● Your objective: Copy out the lines below word for word, leaving nothing out and changing nothing.

━━━ Data for processing ━━━

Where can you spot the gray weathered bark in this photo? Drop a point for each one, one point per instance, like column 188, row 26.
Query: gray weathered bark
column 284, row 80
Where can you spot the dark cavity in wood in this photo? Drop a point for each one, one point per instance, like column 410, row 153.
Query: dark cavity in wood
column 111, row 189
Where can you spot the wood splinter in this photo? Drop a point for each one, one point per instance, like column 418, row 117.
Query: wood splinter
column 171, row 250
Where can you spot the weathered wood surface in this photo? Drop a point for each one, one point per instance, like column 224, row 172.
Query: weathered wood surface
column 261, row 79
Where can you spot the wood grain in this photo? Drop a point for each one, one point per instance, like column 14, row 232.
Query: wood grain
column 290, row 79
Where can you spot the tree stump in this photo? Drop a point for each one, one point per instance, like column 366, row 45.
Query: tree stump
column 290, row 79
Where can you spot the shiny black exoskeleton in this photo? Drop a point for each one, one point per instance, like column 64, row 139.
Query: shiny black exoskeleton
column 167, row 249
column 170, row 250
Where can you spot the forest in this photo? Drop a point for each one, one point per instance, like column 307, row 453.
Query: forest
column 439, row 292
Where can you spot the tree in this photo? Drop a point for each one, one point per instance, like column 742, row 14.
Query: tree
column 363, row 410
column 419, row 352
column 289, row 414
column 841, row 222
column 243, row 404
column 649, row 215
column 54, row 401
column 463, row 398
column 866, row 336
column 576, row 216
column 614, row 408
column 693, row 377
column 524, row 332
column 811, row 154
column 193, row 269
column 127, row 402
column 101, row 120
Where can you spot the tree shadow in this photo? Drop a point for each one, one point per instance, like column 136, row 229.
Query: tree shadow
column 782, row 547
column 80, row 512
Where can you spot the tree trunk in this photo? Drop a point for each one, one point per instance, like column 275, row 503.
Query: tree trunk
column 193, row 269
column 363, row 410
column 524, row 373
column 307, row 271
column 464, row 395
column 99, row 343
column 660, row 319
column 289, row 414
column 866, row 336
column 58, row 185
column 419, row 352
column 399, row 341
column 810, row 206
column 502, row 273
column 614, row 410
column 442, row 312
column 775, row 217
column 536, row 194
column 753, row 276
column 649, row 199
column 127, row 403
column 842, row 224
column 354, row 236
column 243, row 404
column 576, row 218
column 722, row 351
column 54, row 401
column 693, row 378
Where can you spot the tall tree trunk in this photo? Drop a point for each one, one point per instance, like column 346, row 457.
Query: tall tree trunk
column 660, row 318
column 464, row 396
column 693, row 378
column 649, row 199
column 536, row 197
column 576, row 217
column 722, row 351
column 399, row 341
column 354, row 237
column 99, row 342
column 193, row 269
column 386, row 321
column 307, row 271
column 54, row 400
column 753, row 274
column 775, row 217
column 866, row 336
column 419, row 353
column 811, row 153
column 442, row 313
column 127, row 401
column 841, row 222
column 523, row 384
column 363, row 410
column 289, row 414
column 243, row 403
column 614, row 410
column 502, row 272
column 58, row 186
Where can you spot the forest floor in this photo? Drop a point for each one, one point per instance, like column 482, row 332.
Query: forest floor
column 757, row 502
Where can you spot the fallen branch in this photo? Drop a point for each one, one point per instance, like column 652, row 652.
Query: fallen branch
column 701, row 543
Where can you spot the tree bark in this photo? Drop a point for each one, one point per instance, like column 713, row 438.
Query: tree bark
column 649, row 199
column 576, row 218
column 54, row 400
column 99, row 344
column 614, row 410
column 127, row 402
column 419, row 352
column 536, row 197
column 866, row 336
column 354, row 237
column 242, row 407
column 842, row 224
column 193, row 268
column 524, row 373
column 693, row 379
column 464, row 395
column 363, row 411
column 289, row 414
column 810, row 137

━━━

● The answer:
Where can you spot the gray weathered bark in this photo? Drop a point for each one, one point per instance, like column 188, row 26.
Query: gray weathered bark
column 284, row 80
Where can you spot the dark cavity in wood in this photo? Drop a point for each one, one point per instance, like column 410, row 153.
Query: dark cavity in wood
column 111, row 189
Where can you spot the wood splinter in this photo? Drop a point for each one, one point per instance, like column 418, row 117.
Query: wood splinter
column 171, row 250
Where can you spot the weathered wood surface in this photo? Drop a point for each one, one point per instance, like column 224, row 172.
Query: weathered wood surface
column 261, row 79
Where can you spot the wood grain in this photo? Drop a point for each one, one point per instance, like column 14, row 232.
Query: wood grain
column 290, row 79
Where can you spot the tree stump in this photo? Drop a point for each one, one point per instance, like column 366, row 45.
Query: tree stump
column 290, row 79
Where can you spot the shiny black exoskeleton in this photo? Drop a point for each one, one point per instance, like column 64, row 139.
Query: shiny black exoskeleton
column 167, row 249
column 170, row 250
Where can you spot the forest in this photo? Drop a point for each one, one point per instance, like column 307, row 453.
Query: forest
column 439, row 292
Where can you spot the tree in this photo? Drop a point for each one, one point per instance, like column 742, row 14.
Query: tree
column 363, row 410
column 419, row 352
column 289, row 414
column 841, row 222
column 243, row 404
column 649, row 215
column 54, row 401
column 463, row 398
column 866, row 336
column 576, row 216
column 614, row 408
column 693, row 377
column 524, row 332
column 811, row 154
column 193, row 269
column 127, row 402
column 101, row 120
Where can you spot the tree shadow in this photo? Drop a point for each one, one point per instance, like column 136, row 229.
Query: tree shadow
column 782, row 547
column 80, row 512
Where can you spot the tree trunk in this photo? Drop a point for each one, one point per instance, like column 275, row 503.
Query: tree trunk
column 193, row 269
column 363, row 410
column 524, row 373
column 307, row 271
column 464, row 395
column 99, row 343
column 660, row 319
column 289, row 414
column 866, row 336
column 58, row 185
column 419, row 352
column 399, row 341
column 810, row 206
column 502, row 273
column 614, row 410
column 442, row 312
column 775, row 217
column 536, row 194
column 753, row 276
column 649, row 199
column 127, row 403
column 842, row 224
column 354, row 236
column 243, row 404
column 576, row 218
column 722, row 351
column 54, row 401
column 693, row 378
Where can you spot the tall tree trunk in this photo? Drop a point for each one, one point per instance, like column 346, row 457.
Query: tall tree trunk
column 660, row 318
column 464, row 396
column 693, row 378
column 649, row 199
column 536, row 197
column 576, row 217
column 722, row 351
column 399, row 341
column 354, row 237
column 99, row 342
column 193, row 269
column 386, row 321
column 307, row 271
column 54, row 400
column 753, row 274
column 775, row 217
column 866, row 336
column 419, row 353
column 811, row 153
column 442, row 313
column 127, row 401
column 841, row 222
column 523, row 384
column 363, row 410
column 289, row 414
column 243, row 403
column 614, row 410
column 502, row 272
column 58, row 186
Where can you spot the forest floor in this photo? Drop a point for each one, one point per instance, like column 482, row 332.
Query: forest floor
column 757, row 502
Where can you spot the fallen branch in this photo? Drop a point for each one, one point per instance, like column 652, row 652.
Query: fallen branch
column 701, row 543
Where can you spot the tree bark in this photo? Drop a point for each one, one point per instance, like column 713, row 438.
Query: tree bark
column 649, row 199
column 576, row 218
column 54, row 400
column 99, row 344
column 614, row 410
column 127, row 402
column 419, row 352
column 536, row 197
column 866, row 336
column 354, row 237
column 242, row 407
column 842, row 224
column 193, row 268
column 524, row 373
column 693, row 379
column 464, row 395
column 363, row 411
column 289, row 414
column 810, row 137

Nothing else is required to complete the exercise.